- **TASK PROMPT**
Can you copy out every line of the items below, starting with the line containing "Put a dot on every instance of the t-shirt" and going on through the end of the items, leaving all text as it is except that each coordinate in the answers is raised by 9?

- **ENTRIES SHOWN**
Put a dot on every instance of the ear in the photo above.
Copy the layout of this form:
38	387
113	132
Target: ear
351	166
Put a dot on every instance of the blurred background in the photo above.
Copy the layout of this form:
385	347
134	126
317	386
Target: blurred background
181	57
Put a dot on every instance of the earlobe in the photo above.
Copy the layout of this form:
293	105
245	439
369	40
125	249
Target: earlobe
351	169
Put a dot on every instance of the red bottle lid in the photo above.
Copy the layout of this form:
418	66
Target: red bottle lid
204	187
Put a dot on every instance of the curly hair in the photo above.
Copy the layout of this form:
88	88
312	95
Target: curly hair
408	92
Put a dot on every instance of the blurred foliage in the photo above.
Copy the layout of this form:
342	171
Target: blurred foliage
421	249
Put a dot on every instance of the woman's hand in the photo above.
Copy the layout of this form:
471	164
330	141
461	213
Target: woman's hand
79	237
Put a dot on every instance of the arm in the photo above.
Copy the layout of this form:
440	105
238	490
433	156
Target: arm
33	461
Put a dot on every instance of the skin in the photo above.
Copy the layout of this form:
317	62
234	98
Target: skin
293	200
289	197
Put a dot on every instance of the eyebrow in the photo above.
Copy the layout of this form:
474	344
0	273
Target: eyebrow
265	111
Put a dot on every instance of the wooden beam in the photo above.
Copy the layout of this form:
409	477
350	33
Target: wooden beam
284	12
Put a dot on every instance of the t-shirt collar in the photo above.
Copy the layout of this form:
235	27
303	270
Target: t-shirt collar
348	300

- **EXERCISE SOLUTION**
Put a dot on every instance of the t-shirt collar in the photo above.
Copy the layout of this form:
235	27
303	270
Target: t-shirt collar
357	309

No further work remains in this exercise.